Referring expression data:
_ _ _ _
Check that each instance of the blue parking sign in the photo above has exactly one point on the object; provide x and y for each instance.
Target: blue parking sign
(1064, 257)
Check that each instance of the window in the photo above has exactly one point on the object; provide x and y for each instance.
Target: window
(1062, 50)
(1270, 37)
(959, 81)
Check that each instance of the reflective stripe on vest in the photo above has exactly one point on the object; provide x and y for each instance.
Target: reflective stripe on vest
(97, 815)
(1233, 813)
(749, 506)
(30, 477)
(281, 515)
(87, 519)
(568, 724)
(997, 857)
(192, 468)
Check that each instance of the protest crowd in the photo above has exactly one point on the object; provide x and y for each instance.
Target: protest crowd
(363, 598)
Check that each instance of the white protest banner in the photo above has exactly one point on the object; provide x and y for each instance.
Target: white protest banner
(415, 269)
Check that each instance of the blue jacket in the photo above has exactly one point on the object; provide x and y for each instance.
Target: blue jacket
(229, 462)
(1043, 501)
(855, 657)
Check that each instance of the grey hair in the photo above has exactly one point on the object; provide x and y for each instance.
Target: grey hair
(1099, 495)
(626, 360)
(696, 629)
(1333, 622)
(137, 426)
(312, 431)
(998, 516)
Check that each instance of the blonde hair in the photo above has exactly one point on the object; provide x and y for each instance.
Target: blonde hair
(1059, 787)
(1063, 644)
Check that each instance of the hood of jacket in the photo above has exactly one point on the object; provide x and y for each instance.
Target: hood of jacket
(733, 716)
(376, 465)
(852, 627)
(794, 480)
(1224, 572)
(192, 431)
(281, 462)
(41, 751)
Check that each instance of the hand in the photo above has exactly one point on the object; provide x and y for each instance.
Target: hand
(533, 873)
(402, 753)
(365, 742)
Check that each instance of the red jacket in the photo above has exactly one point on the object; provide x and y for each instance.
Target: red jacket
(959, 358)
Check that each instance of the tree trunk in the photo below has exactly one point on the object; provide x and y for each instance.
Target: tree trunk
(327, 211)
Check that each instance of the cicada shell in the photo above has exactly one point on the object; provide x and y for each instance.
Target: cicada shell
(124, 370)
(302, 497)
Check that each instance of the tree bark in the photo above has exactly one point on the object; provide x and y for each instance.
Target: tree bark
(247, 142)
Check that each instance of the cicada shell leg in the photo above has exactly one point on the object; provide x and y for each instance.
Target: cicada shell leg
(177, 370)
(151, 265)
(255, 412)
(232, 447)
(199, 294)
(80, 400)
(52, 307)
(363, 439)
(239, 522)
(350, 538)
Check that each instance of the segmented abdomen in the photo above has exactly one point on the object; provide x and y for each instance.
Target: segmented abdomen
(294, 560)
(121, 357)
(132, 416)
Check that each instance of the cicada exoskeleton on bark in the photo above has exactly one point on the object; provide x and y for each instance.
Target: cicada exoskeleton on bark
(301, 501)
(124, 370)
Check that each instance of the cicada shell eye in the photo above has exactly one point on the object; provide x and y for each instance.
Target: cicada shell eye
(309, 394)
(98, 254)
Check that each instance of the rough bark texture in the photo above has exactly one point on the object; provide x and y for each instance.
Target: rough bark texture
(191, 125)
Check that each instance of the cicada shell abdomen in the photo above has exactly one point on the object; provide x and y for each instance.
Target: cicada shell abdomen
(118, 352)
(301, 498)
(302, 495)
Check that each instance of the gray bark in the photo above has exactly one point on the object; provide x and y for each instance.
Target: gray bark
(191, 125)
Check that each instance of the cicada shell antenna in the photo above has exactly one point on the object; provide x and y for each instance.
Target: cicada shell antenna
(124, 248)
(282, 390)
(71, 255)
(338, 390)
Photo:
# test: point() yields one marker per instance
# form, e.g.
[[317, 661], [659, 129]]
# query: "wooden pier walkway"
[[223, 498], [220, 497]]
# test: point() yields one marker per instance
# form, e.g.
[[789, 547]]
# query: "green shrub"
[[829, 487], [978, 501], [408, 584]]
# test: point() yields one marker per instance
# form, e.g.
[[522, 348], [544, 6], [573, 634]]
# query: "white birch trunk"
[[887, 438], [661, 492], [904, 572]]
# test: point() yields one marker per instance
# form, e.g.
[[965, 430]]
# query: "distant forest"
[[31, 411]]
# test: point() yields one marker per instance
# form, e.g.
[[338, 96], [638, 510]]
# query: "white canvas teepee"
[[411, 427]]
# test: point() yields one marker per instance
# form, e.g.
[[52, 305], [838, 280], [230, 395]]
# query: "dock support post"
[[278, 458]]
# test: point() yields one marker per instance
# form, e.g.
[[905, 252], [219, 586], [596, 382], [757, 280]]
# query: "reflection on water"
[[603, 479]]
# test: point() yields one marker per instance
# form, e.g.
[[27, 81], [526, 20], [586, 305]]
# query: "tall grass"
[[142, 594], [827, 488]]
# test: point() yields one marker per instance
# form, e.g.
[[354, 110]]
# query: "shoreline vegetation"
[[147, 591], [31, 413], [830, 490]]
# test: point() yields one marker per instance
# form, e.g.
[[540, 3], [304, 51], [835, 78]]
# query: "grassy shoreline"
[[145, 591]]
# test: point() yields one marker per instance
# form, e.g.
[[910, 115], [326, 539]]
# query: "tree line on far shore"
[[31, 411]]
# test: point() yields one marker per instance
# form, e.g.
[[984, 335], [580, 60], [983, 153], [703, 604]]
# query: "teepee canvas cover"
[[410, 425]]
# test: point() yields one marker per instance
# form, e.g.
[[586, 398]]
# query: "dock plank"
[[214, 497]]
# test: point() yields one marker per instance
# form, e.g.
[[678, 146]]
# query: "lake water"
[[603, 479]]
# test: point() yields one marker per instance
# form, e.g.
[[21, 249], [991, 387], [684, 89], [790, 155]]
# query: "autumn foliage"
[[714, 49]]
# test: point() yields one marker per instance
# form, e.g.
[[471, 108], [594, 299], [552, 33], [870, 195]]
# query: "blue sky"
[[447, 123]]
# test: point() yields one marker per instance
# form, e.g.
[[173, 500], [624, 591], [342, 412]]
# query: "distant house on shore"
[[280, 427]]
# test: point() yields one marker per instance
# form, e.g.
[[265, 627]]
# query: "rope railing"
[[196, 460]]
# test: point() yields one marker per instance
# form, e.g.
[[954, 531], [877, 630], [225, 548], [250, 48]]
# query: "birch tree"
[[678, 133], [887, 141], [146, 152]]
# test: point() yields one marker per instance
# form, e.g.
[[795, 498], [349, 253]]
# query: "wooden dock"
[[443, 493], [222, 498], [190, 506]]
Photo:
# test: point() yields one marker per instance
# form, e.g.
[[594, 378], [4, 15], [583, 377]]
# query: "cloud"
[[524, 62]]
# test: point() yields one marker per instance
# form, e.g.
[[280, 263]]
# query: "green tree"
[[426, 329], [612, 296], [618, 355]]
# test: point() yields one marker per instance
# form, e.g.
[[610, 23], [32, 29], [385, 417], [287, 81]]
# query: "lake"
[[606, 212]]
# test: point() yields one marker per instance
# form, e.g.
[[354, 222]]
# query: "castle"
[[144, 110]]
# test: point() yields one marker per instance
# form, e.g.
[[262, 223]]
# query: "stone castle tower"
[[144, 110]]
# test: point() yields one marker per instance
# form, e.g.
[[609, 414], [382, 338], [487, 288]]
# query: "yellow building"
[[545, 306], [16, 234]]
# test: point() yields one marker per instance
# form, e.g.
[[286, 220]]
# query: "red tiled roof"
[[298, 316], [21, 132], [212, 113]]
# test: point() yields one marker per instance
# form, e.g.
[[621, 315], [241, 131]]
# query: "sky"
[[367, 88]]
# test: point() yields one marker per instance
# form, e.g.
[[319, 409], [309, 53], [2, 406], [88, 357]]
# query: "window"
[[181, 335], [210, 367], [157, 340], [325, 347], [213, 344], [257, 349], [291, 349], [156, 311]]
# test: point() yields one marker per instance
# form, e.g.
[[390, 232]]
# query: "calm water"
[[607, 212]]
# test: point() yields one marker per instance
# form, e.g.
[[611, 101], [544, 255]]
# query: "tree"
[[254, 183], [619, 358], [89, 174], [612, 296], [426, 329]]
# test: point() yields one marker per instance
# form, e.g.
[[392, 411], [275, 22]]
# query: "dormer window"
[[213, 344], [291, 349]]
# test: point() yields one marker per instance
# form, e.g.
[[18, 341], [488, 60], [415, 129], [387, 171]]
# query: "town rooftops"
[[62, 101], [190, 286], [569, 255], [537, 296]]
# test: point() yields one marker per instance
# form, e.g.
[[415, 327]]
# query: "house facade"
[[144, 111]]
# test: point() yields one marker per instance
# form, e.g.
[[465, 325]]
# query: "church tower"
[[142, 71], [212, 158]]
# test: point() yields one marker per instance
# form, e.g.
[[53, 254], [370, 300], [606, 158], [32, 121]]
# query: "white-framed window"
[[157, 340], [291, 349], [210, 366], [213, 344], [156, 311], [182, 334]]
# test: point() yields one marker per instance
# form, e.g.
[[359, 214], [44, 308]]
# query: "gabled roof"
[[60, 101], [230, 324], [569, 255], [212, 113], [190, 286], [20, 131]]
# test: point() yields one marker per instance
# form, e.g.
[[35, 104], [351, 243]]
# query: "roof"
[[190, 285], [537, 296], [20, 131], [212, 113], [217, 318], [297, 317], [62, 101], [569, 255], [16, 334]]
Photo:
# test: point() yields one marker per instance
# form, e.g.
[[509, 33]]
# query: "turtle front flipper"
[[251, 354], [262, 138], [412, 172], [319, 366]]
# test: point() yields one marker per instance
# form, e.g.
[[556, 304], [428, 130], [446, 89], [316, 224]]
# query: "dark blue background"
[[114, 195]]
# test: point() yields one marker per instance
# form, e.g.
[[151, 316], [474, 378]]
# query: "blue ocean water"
_ _ _ _
▶ About this exercise
Print the lines above from the one with "[[586, 398]]" through the one with "[[280, 263]]", both included, exactly as written and nothing more.

▶ Solution below
[[586, 398]]
# query: "dock plank"
[[214, 497]]
# test: point() yields one marker per instance
# form, e.g.
[[678, 146]]
# query: "lake water"
[[603, 479]]
# test: point() yields one marker per instance
# form, e.g.
[[21, 249], [991, 387], [684, 89], [790, 155]]
# query: "autumn foliage"
[[714, 49]]
# test: point() yields one marker per instance
# form, e.g.
[[471, 108], [594, 299], [552, 33], [870, 195]]
# query: "blue sky"
[[447, 123]]
# test: point() yields one marker per instance
# form, e.g.
[[173, 500], [624, 591], [342, 412]]
# query: "distant house on shore"
[[280, 427]]
# test: point() yields one marker per instance
# form, e.g.
[[265, 627]]
# query: "rope railing"
[[196, 460]]
# test: point() yields one marker per instance
# form, e.g.
[[954, 531], [877, 630], [225, 548], [250, 48]]
# query: "birch tree"
[[678, 133], [887, 141], [146, 152]]
# test: point() yields one marker per instance
# form, e.g.
[[795, 498], [349, 253]]
# query: "wooden dock"
[[443, 493], [222, 498], [190, 506]]
Photo:
# test: point() yields one marker per instance
# form, e.g.
[[594, 378], [4, 15], [583, 377]]
# query: "cloud"
[[524, 62]]
# test: point() yields one marker per instance
# form, e.g.
[[280, 263]]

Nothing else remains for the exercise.